- About this exercise: The lines from the start of the data up to and including the one with "Mark one point per instance of the insect" should be returned exactly, and nothing else.
=== Section Start ===
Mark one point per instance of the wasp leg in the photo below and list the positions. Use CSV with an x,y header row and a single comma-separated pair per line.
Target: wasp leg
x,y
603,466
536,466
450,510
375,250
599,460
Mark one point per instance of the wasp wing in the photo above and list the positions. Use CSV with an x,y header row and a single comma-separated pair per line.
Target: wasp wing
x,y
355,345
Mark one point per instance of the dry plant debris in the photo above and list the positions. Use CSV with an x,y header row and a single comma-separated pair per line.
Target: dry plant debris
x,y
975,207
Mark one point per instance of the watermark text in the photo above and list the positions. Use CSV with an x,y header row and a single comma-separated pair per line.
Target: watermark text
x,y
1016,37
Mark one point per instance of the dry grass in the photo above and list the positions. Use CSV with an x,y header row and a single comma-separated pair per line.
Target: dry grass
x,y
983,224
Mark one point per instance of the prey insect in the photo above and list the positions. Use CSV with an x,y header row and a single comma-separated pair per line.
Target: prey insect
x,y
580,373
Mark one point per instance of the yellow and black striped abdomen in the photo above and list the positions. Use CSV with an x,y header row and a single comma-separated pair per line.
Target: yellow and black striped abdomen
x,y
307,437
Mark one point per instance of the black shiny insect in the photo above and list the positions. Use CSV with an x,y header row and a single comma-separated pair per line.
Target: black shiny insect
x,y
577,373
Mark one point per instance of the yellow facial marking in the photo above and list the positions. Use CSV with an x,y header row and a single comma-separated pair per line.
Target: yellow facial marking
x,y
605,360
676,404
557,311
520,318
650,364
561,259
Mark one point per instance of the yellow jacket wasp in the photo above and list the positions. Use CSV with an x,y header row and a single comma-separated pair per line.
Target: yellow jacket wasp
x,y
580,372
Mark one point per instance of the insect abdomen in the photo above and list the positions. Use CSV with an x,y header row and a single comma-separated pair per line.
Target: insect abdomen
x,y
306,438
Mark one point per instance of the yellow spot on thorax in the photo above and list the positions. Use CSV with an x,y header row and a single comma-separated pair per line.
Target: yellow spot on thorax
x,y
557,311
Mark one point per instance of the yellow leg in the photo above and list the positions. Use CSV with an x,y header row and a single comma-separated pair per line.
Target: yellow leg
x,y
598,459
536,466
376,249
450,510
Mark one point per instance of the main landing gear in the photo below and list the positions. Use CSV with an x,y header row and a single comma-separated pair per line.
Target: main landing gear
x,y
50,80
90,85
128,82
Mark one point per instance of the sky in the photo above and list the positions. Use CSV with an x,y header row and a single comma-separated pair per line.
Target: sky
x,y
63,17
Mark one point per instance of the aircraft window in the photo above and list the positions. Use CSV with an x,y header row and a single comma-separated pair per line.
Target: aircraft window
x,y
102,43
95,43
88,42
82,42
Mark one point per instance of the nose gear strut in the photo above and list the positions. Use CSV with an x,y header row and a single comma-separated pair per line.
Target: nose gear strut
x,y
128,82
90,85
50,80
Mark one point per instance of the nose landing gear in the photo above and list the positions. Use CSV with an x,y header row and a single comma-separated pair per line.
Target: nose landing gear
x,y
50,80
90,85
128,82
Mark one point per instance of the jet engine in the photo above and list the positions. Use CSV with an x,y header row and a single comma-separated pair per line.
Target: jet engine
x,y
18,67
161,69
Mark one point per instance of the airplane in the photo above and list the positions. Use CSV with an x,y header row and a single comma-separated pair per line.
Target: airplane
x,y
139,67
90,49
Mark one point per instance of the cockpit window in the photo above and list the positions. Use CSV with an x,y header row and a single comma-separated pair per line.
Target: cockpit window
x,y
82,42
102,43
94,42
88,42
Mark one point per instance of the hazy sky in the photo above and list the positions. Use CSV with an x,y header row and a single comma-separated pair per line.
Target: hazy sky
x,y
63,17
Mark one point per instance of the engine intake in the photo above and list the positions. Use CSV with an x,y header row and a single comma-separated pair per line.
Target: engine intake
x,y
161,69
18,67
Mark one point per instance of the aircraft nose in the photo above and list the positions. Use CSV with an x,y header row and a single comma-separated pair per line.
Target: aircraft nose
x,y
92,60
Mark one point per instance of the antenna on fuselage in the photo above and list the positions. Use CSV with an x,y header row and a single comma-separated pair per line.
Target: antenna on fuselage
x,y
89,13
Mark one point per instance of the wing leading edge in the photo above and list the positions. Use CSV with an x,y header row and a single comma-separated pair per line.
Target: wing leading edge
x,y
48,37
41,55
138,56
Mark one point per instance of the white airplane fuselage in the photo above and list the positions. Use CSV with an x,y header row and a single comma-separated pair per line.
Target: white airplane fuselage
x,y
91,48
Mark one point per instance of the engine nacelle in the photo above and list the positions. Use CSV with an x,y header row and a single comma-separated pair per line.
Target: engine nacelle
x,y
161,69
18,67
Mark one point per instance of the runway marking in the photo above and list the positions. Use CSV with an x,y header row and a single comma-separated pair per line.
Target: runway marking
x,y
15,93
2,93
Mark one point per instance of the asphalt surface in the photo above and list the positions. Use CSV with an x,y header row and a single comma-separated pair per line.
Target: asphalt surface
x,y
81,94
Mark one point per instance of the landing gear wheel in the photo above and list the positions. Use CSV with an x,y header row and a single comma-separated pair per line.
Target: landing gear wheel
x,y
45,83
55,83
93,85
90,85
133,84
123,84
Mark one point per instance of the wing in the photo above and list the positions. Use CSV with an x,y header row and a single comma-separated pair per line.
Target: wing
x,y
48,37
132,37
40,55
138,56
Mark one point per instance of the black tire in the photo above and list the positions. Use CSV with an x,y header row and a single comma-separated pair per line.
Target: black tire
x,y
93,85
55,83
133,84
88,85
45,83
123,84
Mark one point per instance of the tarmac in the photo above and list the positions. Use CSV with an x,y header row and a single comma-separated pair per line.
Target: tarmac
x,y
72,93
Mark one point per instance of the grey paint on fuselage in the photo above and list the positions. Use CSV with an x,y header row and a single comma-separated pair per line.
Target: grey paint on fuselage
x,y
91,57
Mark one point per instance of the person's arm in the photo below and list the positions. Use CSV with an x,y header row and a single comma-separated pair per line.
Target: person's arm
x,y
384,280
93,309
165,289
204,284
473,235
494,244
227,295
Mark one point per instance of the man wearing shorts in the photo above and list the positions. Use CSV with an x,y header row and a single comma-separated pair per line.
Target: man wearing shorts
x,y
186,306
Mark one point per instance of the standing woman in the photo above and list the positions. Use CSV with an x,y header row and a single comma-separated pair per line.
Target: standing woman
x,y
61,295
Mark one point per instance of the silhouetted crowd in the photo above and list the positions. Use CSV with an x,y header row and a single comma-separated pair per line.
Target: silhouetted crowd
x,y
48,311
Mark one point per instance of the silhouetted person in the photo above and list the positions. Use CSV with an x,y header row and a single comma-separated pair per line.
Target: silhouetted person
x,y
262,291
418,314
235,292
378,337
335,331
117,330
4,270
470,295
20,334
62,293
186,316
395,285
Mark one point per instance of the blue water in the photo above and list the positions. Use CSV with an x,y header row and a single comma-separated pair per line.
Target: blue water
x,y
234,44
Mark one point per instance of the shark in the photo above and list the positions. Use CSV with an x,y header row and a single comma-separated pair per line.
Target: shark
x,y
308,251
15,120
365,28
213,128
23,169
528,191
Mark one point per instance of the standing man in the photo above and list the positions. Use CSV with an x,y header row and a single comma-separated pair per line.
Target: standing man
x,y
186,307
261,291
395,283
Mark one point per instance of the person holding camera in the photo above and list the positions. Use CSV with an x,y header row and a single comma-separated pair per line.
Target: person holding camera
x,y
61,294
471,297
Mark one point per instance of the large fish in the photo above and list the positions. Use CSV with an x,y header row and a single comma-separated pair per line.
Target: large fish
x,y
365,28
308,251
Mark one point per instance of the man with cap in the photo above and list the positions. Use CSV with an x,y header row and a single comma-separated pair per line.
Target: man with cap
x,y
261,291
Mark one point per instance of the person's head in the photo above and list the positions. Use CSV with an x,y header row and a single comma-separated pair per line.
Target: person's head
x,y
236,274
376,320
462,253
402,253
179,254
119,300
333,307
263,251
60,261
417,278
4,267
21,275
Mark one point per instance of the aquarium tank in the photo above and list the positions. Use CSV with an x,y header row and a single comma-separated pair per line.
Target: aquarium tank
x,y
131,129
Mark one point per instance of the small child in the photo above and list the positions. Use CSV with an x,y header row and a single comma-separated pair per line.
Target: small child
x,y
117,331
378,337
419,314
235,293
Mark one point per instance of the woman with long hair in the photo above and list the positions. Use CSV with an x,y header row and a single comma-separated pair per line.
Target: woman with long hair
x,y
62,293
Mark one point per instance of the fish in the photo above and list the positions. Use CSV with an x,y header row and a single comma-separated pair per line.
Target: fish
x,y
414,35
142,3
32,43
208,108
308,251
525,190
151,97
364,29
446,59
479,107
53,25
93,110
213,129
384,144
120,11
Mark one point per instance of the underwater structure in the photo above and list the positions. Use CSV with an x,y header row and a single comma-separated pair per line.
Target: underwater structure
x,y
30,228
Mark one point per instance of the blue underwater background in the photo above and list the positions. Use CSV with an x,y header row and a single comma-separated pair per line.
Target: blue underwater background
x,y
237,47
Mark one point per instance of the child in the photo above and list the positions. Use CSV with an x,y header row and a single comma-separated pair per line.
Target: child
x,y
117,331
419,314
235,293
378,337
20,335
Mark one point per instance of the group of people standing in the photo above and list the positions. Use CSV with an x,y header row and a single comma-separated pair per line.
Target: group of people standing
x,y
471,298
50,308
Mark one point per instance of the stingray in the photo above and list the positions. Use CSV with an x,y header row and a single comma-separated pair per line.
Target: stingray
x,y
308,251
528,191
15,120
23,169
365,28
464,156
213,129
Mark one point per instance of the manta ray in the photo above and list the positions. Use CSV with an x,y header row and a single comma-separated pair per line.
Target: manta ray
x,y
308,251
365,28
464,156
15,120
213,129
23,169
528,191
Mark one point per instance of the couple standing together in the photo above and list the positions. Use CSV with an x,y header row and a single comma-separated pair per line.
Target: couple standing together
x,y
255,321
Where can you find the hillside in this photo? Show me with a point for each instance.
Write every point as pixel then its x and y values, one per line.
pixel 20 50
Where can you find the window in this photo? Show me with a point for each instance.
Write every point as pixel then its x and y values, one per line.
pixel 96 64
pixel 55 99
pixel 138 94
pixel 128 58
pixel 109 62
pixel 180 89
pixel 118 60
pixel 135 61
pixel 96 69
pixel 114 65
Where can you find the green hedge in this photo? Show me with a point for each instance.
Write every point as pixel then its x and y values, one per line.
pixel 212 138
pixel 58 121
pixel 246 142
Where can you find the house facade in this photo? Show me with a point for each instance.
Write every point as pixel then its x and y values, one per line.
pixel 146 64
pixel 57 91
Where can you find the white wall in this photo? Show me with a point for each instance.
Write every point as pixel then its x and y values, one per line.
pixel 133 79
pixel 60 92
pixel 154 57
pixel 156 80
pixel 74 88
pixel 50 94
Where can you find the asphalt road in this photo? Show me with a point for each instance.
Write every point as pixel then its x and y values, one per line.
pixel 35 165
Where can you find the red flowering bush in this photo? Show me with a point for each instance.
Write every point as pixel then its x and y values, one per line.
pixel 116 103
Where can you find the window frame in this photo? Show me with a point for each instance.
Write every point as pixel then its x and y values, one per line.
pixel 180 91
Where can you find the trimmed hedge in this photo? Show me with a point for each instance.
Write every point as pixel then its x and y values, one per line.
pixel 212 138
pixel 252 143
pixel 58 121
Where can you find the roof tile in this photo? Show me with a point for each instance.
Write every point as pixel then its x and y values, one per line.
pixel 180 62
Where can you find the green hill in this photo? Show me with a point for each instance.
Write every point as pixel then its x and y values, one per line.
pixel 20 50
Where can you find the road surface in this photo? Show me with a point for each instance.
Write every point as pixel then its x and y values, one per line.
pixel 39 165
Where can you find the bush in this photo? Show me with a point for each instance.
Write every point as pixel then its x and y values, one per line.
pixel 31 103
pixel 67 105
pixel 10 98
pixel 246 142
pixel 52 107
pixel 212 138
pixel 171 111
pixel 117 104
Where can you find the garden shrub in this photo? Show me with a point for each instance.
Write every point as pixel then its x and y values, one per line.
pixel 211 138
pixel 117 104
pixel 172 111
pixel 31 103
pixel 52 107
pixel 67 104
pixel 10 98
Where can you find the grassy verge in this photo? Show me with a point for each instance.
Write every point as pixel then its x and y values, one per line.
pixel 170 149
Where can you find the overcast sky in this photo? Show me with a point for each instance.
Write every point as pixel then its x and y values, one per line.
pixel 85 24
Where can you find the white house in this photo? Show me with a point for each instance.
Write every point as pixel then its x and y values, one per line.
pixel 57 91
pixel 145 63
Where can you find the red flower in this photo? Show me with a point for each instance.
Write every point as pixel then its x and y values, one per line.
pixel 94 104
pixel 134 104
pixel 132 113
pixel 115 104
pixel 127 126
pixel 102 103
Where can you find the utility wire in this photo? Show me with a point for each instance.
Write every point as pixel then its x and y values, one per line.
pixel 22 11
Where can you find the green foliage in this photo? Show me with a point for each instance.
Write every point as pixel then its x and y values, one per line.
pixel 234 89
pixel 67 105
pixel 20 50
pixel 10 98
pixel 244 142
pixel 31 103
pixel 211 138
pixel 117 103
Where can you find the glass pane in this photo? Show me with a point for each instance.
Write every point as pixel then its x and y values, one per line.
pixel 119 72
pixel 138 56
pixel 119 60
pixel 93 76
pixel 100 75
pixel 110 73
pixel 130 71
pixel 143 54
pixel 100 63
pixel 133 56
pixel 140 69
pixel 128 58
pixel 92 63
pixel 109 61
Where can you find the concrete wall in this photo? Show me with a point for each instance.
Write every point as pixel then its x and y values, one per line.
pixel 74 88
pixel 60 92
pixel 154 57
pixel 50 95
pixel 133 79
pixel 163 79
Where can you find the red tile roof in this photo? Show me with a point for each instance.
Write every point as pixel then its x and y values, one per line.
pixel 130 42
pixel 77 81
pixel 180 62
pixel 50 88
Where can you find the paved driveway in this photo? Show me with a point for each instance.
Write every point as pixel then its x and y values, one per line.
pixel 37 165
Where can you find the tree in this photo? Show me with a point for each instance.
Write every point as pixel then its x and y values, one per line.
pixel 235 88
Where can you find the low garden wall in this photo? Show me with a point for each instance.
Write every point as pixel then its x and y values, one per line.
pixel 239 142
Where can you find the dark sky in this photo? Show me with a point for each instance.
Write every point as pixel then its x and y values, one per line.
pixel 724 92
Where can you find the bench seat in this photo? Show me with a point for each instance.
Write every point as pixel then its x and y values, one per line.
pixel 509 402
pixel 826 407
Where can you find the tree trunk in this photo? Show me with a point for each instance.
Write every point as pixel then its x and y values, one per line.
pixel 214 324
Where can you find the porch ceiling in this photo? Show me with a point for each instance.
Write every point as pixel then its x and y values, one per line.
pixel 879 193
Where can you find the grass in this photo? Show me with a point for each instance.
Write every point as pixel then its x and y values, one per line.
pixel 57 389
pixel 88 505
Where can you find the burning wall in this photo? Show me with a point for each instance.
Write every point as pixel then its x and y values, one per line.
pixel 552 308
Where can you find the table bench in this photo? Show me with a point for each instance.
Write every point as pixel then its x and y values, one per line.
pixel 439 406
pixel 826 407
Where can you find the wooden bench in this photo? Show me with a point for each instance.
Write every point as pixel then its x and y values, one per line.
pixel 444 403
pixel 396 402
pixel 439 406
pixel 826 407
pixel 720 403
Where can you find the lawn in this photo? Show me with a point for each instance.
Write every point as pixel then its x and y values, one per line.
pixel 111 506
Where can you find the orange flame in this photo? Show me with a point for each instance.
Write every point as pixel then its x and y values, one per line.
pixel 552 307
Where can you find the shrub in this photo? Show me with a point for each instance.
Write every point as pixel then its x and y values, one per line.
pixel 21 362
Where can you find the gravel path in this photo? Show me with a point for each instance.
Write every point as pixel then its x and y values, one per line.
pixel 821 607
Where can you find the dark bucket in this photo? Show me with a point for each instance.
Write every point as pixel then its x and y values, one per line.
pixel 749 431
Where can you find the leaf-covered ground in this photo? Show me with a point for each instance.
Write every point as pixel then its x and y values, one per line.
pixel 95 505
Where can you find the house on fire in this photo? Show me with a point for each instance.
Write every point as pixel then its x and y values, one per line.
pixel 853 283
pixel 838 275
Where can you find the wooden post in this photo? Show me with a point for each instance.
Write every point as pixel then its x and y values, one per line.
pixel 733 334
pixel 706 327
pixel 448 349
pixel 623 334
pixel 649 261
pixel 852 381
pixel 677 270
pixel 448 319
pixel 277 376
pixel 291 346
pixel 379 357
=== Section End ===
- Your solution:
Mark one point per instance of the wasp leg in the photo below and list the positions. Use CSV with an x,y header row and a single comma-separated pair per line.
Target: wasp leg
x,y
603,466
536,466
450,510
375,250
599,460
Mark one point per instance of the wasp wing in the photo above and list the positions. Use CSV with an x,y header row and a single comma-separated pair per line.
Target: wasp wing
x,y
355,345
Mark one point per instance of the dry plant debris in the photo above and list the positions. Use CSV with an x,y header row and a single comma-separated pair per line.
Target: dry plant debris
x,y
975,207
Mark one point per instance of the watermark text in the photo above and list the positions. Use CSV with an x,y header row and a single comma-separated pair per line.
Target: watermark text
x,y
1016,37
Mark one point per instance of the dry grass in the photo above and list the positions. Use CSV with an x,y header row and a single comma-separated pair per line.
Target: dry grass
x,y
983,224
Mark one point per instance of the prey insect in the photo above and list the positions. Use CSV with an x,y header row and a single comma-separated pair per line.
Target: prey insect
x,y
580,373
Mark one point per instance of the yellow and black striped abdomen in the photo above and list the positions. Use CSV with an x,y header row and a single comma-separated pair per line.
Target: yellow and black striped abdomen
x,y
307,437
Mark one point per instance of the black shiny insect in the photo above and list the positions. Use CSV with an x,y header row and a single comma-separated pair per line.
Target: black shiny insect
x,y
577,373
Mark one point per instance of the yellow facial marking in the photo above and list the positions. Use CSV with an x,y header row and a single comma-separated pair per line.
Target: yellow facial marking
x,y
605,360
676,404
557,311
520,318
650,364
561,259
Mark one point per instance of the yellow jacket wasp in the photo above and list the positions. Use CSV with an x,y header row and a single comma-separated pair per line.
Target: yellow jacket wasp
x,y
580,372
Mark one point per instance of the insect abdomen in the photo above and list the positions. Use CSV with an x,y header row and a single comma-separated pair per line.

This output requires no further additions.